В центре океана [Авторский сборник] - [57]

Шрифт
Интервал

Интересна мера светлого, великолепная неуловимость цветового предпочтения… Мастер, мастер, мастер!!!


16.

271


…Где-то я это видел… где-то я это видел…

Вспомнил — да у Феллини я это видел… Это мне мешает… Практика кинематографа мне мешает, влияние торопливых европейских кинооператоров мне мешает…

А может, я неправ…


17.

264


…фотография.


18.


Автострада…

Ну да — автострада… Небо такое не забыть…


19.


Болония…

Ночной пейзаж… Управляемый мир. Чертеж.

Балансы технологий.

Мне не хочется смотреть на этот пейзаж.

В нем опять нет человека.

Конечно, я понимаю, что это фото создано мастером, но такое произведение мог создать и немец, и голландец, англичанин, эстонец… кто угодно, но не итальянец…

Может, я опять ошибаюсь?

РУКИ

Размышления о профессиональном развитии

Который уже раз перелистываю его рисунки — через жесткую геометрию линий и отношений персонажей на бумаге проявляется очевидная уникальность автора, его надстояние, возвышение над ремеслом.

◇ ◇ ◇ ◇ ◇ ◇ ◇

-- ЧТО ТРЕБУЕТСЯ --
Продолжите текст о фотографиях и рисунках сразу после его последнего предложения.

-- Строки из набора данных для указания точек --
◇ ◇ ◇ ◇ ◇ ◇ ◇

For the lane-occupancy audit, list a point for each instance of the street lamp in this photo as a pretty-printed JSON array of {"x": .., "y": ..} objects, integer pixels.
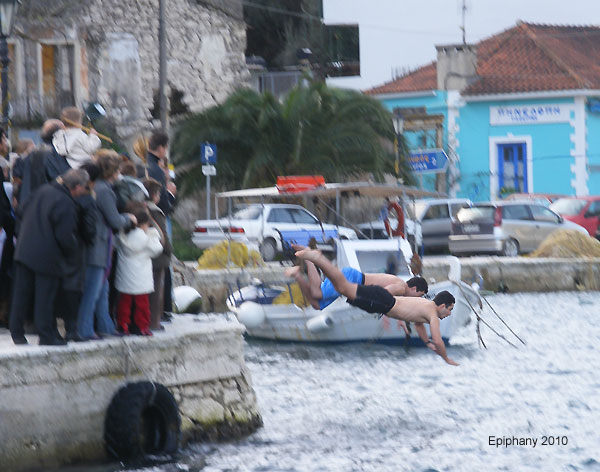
[
  {"x": 8, "y": 13},
  {"x": 398, "y": 122}
]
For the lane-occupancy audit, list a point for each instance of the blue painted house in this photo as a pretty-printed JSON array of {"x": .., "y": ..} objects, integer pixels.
[{"x": 518, "y": 112}]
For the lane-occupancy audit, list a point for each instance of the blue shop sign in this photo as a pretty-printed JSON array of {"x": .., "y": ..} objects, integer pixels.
[{"x": 428, "y": 160}]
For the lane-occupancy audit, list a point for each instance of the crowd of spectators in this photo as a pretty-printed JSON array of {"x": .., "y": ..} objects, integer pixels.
[{"x": 85, "y": 236}]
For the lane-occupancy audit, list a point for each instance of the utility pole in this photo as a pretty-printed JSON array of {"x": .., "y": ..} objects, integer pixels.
[
  {"x": 162, "y": 71},
  {"x": 463, "y": 27}
]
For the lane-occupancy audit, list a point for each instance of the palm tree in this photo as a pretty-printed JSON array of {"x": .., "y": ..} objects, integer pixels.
[{"x": 316, "y": 130}]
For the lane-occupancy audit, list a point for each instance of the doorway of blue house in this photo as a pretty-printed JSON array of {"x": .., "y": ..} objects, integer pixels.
[{"x": 512, "y": 168}]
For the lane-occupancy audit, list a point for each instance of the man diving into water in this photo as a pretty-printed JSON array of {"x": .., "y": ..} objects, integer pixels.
[
  {"x": 320, "y": 294},
  {"x": 376, "y": 299}
]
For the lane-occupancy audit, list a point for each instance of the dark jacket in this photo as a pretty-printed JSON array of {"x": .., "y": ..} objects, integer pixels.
[
  {"x": 167, "y": 200},
  {"x": 48, "y": 229},
  {"x": 109, "y": 220},
  {"x": 87, "y": 214},
  {"x": 163, "y": 260},
  {"x": 41, "y": 166}
]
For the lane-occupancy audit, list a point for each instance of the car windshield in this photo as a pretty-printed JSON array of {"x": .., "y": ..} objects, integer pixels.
[
  {"x": 247, "y": 213},
  {"x": 476, "y": 213},
  {"x": 415, "y": 210},
  {"x": 568, "y": 206}
]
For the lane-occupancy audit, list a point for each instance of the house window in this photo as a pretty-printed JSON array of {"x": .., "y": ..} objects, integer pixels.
[
  {"x": 48, "y": 70},
  {"x": 512, "y": 168}
]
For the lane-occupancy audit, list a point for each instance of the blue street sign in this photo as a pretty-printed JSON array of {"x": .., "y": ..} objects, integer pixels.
[
  {"x": 208, "y": 154},
  {"x": 428, "y": 160}
]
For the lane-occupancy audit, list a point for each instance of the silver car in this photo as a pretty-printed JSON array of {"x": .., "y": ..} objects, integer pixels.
[{"x": 504, "y": 228}]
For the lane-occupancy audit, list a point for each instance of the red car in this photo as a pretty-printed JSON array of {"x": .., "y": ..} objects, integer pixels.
[{"x": 585, "y": 211}]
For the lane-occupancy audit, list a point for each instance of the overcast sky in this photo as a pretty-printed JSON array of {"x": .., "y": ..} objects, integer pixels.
[{"x": 402, "y": 34}]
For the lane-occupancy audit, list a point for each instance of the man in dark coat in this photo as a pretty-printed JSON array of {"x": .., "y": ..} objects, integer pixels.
[
  {"x": 156, "y": 162},
  {"x": 41, "y": 166},
  {"x": 47, "y": 238}
]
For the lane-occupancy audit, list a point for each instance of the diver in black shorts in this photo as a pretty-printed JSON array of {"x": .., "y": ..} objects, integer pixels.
[{"x": 375, "y": 299}]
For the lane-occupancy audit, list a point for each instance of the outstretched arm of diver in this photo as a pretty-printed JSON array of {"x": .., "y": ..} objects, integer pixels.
[
  {"x": 422, "y": 332},
  {"x": 436, "y": 339}
]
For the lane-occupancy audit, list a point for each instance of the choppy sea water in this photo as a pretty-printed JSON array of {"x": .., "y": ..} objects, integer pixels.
[{"x": 370, "y": 407}]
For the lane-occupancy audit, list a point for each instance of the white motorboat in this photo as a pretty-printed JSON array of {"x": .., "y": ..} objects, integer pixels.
[{"x": 341, "y": 322}]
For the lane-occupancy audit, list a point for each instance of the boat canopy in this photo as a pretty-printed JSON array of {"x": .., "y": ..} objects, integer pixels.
[{"x": 358, "y": 189}]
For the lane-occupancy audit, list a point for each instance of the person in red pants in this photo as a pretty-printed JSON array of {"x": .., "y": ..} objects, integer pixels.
[{"x": 135, "y": 250}]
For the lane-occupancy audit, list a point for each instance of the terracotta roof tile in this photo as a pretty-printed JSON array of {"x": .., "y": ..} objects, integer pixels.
[
  {"x": 422, "y": 79},
  {"x": 525, "y": 58}
]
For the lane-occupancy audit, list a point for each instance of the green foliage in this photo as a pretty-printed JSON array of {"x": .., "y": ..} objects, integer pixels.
[{"x": 316, "y": 130}]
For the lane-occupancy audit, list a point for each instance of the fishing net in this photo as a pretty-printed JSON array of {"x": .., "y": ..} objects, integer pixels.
[
  {"x": 285, "y": 299},
  {"x": 218, "y": 256},
  {"x": 568, "y": 243}
]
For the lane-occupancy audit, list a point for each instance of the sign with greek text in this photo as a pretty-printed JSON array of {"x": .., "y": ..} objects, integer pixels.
[
  {"x": 530, "y": 114},
  {"x": 428, "y": 160}
]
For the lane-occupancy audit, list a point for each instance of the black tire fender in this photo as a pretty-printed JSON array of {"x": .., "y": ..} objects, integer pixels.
[{"x": 142, "y": 418}]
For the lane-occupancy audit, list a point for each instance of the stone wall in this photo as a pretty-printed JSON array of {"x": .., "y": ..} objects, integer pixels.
[
  {"x": 53, "y": 401},
  {"x": 206, "y": 40}
]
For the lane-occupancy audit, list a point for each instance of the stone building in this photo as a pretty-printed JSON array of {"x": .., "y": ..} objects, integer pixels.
[{"x": 69, "y": 52}]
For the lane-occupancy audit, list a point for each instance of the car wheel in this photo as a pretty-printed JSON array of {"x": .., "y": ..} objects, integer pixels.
[
  {"x": 511, "y": 248},
  {"x": 268, "y": 249}
]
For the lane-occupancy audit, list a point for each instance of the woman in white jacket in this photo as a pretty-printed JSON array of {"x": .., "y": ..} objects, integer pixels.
[{"x": 133, "y": 280}]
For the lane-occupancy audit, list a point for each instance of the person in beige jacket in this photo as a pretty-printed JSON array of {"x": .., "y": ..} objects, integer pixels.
[{"x": 72, "y": 143}]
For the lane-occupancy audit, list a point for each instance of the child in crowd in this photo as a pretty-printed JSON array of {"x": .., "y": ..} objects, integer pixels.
[
  {"x": 72, "y": 143},
  {"x": 128, "y": 187},
  {"x": 133, "y": 279}
]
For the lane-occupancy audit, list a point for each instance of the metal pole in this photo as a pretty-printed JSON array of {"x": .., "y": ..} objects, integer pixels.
[
  {"x": 208, "y": 197},
  {"x": 162, "y": 71},
  {"x": 4, "y": 61}
]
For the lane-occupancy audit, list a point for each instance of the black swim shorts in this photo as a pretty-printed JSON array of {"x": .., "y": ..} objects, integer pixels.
[{"x": 373, "y": 299}]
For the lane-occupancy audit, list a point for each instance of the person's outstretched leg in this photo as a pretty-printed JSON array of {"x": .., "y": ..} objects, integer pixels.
[
  {"x": 296, "y": 273},
  {"x": 314, "y": 281},
  {"x": 335, "y": 275}
]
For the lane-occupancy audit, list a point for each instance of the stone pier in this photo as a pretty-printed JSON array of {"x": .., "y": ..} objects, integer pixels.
[{"x": 53, "y": 400}]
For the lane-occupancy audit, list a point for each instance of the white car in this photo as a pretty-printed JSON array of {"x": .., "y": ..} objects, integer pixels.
[
  {"x": 376, "y": 230},
  {"x": 259, "y": 225}
]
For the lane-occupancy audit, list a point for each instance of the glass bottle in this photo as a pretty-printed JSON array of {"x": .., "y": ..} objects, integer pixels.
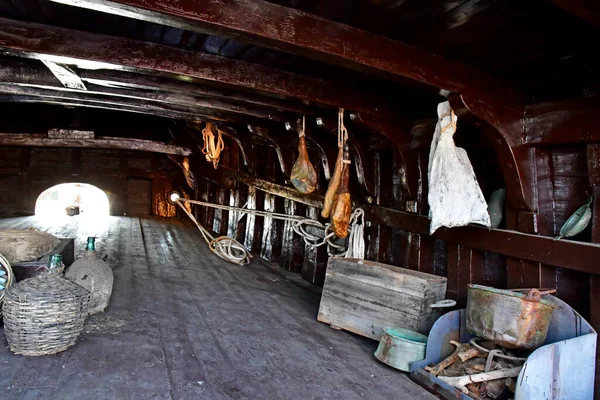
[
  {"x": 55, "y": 262},
  {"x": 91, "y": 245}
]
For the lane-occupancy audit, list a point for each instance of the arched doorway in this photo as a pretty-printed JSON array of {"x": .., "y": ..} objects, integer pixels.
[{"x": 72, "y": 199}]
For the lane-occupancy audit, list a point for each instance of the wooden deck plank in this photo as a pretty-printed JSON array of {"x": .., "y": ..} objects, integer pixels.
[{"x": 184, "y": 324}]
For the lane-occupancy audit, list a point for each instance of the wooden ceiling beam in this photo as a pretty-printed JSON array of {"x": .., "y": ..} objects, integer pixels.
[
  {"x": 24, "y": 80},
  {"x": 142, "y": 105},
  {"x": 587, "y": 10},
  {"x": 297, "y": 32},
  {"x": 41, "y": 140},
  {"x": 93, "y": 51},
  {"x": 25, "y": 71}
]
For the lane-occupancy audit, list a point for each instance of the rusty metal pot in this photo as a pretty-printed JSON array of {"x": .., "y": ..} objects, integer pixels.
[{"x": 515, "y": 319}]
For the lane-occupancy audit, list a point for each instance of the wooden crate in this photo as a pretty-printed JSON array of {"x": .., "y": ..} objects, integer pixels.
[{"x": 364, "y": 297}]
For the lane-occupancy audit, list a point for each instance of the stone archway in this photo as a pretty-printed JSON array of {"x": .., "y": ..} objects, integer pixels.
[{"x": 71, "y": 199}]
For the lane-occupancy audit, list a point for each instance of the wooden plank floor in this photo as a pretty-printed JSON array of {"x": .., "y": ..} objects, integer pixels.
[{"x": 182, "y": 324}]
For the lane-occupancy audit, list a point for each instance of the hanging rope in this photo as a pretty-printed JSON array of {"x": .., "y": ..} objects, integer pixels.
[
  {"x": 231, "y": 250},
  {"x": 356, "y": 238},
  {"x": 212, "y": 150},
  {"x": 342, "y": 134},
  {"x": 302, "y": 133}
]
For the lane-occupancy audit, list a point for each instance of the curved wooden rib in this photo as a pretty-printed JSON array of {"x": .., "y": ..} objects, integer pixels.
[{"x": 504, "y": 128}]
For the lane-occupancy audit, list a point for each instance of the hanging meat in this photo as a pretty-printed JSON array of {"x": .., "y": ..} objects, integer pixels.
[
  {"x": 334, "y": 182},
  {"x": 303, "y": 176},
  {"x": 342, "y": 202},
  {"x": 212, "y": 145}
]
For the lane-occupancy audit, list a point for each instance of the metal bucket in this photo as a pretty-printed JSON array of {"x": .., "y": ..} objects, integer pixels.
[
  {"x": 398, "y": 348},
  {"x": 515, "y": 319}
]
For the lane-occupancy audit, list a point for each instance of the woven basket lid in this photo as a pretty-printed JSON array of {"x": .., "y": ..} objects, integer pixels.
[{"x": 44, "y": 286}]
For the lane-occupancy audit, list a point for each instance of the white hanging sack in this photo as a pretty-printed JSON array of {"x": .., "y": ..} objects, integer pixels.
[{"x": 455, "y": 198}]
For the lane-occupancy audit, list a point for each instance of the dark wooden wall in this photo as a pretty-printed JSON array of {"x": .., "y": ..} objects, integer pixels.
[
  {"x": 562, "y": 186},
  {"x": 26, "y": 172}
]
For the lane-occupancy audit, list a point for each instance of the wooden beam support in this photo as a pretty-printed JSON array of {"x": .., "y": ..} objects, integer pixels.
[
  {"x": 41, "y": 140},
  {"x": 31, "y": 81},
  {"x": 588, "y": 10},
  {"x": 579, "y": 256},
  {"x": 504, "y": 129},
  {"x": 115, "y": 106},
  {"x": 562, "y": 122},
  {"x": 134, "y": 103},
  {"x": 93, "y": 51},
  {"x": 298, "y": 32},
  {"x": 31, "y": 73}
]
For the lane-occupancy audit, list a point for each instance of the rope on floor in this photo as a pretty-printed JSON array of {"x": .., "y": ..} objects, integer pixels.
[
  {"x": 225, "y": 247},
  {"x": 231, "y": 250}
]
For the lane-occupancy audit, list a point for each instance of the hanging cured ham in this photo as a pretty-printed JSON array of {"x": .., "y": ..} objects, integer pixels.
[
  {"x": 342, "y": 202},
  {"x": 303, "y": 175}
]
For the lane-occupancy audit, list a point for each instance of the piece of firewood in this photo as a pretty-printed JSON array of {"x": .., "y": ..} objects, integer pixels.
[
  {"x": 460, "y": 348},
  {"x": 461, "y": 382},
  {"x": 468, "y": 354}
]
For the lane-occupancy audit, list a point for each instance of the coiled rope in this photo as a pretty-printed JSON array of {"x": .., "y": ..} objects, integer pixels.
[{"x": 233, "y": 251}]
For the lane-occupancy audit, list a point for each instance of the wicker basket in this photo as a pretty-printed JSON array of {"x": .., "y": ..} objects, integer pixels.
[
  {"x": 6, "y": 277},
  {"x": 44, "y": 315}
]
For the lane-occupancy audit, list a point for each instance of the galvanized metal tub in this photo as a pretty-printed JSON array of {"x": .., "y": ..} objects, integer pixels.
[
  {"x": 508, "y": 318},
  {"x": 562, "y": 369},
  {"x": 399, "y": 348}
]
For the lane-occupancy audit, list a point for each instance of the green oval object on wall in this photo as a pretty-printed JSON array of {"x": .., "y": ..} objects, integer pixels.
[{"x": 578, "y": 221}]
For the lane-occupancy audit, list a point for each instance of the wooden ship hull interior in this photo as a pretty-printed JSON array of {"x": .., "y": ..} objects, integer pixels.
[{"x": 126, "y": 95}]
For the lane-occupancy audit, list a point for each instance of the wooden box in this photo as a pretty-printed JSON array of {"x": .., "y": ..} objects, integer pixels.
[{"x": 365, "y": 297}]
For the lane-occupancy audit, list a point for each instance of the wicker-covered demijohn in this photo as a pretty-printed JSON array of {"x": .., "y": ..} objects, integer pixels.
[
  {"x": 44, "y": 315},
  {"x": 94, "y": 274}
]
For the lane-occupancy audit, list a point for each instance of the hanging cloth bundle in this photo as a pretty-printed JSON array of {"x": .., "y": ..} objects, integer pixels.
[
  {"x": 212, "y": 150},
  {"x": 336, "y": 178},
  {"x": 303, "y": 175},
  {"x": 455, "y": 198}
]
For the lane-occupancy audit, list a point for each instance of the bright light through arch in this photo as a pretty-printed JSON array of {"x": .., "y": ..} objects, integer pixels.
[
  {"x": 173, "y": 197},
  {"x": 87, "y": 199}
]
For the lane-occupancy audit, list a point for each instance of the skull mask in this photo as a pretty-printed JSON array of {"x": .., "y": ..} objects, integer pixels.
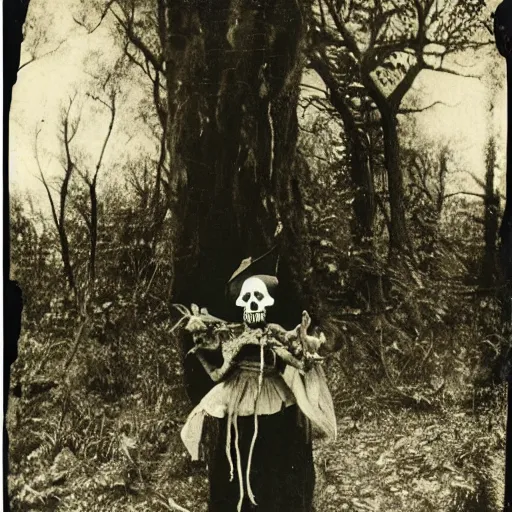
[{"x": 254, "y": 298}]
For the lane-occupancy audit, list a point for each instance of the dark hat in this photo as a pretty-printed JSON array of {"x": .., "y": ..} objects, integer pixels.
[{"x": 263, "y": 267}]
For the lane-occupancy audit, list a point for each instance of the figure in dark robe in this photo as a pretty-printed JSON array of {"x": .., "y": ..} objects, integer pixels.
[{"x": 268, "y": 391}]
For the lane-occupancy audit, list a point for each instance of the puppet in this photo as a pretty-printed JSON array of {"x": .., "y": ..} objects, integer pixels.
[{"x": 269, "y": 390}]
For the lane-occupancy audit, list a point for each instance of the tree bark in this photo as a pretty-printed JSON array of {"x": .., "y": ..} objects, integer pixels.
[
  {"x": 233, "y": 73},
  {"x": 399, "y": 242},
  {"x": 491, "y": 222}
]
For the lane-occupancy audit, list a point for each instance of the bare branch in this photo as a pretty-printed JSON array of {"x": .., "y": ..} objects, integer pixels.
[
  {"x": 422, "y": 109},
  {"x": 104, "y": 12},
  {"x": 463, "y": 193}
]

◇ ◇ ◇ ◇ ◇ ◇ ◇

-- РЕЗУЛЬТАТ --
Задача, которая стоит передо мною, представляет для меня внутреннюю сложность: я позволяю себе говорить о выдающемся человеке, которого я никогда не видел, к руке которого никогда не прикасался…

Многие факты его биографии мне неизвестны, я никогда не занимался специально изучением его творчества, более того, для меня всегда существовала дистанция по отношению к его личности и его работам. Кроме того, масштаб этой личности во многом делает сегодня все оценочные рассуждения неуместными и бессмысленными.

…Когда я в первый раз увидел его фильм «Броненосец „Потемкин“»… Я очень хорошо помню свое впечатление. Почему-то даже тогда для меня, воспитанного в советском духе, это было слишком пафосно.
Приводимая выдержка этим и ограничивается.